▸ Dataset records:

* * * * *

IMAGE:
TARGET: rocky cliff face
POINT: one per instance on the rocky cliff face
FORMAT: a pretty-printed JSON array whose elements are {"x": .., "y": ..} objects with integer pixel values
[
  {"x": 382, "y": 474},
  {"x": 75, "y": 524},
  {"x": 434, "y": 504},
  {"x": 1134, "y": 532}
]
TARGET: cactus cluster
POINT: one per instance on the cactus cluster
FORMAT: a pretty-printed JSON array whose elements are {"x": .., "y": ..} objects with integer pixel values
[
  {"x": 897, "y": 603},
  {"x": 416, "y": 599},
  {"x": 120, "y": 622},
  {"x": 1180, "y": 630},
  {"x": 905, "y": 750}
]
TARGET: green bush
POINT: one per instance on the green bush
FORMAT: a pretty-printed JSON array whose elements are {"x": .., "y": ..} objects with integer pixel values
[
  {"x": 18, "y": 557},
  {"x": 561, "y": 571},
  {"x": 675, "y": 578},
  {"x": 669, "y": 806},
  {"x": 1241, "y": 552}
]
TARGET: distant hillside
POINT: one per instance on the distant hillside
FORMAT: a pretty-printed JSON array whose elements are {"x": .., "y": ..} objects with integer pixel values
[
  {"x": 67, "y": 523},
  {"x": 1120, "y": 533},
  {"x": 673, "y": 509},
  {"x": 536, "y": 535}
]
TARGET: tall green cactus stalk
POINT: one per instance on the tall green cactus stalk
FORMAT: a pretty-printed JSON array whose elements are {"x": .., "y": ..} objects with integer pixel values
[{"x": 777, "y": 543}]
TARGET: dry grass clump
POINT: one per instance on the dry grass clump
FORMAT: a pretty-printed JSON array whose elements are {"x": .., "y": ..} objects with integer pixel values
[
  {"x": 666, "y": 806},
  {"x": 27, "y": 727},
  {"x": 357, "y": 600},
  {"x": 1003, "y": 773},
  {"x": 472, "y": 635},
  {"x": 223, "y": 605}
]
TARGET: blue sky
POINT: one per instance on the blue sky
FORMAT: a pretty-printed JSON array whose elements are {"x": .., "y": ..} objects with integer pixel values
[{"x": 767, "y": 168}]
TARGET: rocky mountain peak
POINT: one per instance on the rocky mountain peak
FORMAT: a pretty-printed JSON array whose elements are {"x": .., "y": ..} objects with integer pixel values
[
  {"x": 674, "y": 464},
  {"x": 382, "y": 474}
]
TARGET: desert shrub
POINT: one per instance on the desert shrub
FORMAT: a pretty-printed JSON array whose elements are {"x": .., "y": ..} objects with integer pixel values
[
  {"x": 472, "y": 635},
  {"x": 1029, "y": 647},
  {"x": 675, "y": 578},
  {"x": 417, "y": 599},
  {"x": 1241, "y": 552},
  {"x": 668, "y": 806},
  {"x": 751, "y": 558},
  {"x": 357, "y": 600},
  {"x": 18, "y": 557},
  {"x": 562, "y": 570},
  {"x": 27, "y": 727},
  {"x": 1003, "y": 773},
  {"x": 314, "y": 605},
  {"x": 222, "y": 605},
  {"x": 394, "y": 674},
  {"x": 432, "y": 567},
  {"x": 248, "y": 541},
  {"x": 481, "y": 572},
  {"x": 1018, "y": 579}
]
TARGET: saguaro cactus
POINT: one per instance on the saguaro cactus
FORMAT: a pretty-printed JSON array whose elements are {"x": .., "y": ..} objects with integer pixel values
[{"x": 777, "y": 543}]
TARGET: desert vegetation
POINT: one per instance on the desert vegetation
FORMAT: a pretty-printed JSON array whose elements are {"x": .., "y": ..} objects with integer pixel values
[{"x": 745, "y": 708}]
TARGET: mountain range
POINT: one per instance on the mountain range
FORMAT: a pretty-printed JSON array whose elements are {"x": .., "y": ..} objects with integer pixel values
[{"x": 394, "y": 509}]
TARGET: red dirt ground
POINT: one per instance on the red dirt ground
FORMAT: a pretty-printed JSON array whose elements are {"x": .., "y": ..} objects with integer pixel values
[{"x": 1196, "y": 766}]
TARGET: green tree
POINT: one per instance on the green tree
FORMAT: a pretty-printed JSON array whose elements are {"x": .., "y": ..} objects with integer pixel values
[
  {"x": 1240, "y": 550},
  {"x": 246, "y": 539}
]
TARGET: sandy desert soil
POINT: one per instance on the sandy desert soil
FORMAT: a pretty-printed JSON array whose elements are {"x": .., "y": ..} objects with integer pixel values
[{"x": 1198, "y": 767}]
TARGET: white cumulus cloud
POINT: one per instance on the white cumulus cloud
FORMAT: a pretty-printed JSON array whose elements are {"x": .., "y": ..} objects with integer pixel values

* * * * *

▸ Directions for this task:
Of the lines above, output exactly those from the line bearing "POINT: one per instance on the rocky cliff" through the line bearing "POINT: one per instance on the dry", inclusive.

▸ Written solution:
POINT: one per instance on the rocky cliff face
FORMAT: a pretty-printed JSON array whose elements are {"x": .., "y": ..} objects with integer pixel values
[
  {"x": 382, "y": 474},
  {"x": 75, "y": 524},
  {"x": 434, "y": 504},
  {"x": 1134, "y": 532}
]
TARGET: cactus cluster
POINT: one per instance on the cactus cluster
FORMAT: a pretty-printed JSON array whose elements are {"x": .., "y": ..} objects with integer pixel values
[
  {"x": 897, "y": 603},
  {"x": 416, "y": 599},
  {"x": 120, "y": 622},
  {"x": 1180, "y": 630},
  {"x": 905, "y": 750}
]
TARGET: green bush
POINT: one per instance on the green bush
FORMAT: a pretty-printed JSON array whose elements are {"x": .., "y": ..} objects with integer pixel values
[
  {"x": 18, "y": 557},
  {"x": 561, "y": 571},
  {"x": 675, "y": 578},
  {"x": 669, "y": 806},
  {"x": 1241, "y": 552}
]
TARGET: distant hillside
POINT: one per instance on the distant hillside
FORMAT: a pretty-printed JSON array whose elements are {"x": .., "y": ..} objects with integer pixel values
[
  {"x": 67, "y": 523},
  {"x": 1120, "y": 533},
  {"x": 673, "y": 509},
  {"x": 536, "y": 535}
]
TARGET: tall green cactus stalk
POINT: one per instance on the tall green cactus stalk
FORMAT: a pretty-printed JSON array whose elements are {"x": .., "y": ..} objects with integer pixel values
[{"x": 777, "y": 543}]
TARGET: dry grass clump
POINT: one per instance on the dry grass clump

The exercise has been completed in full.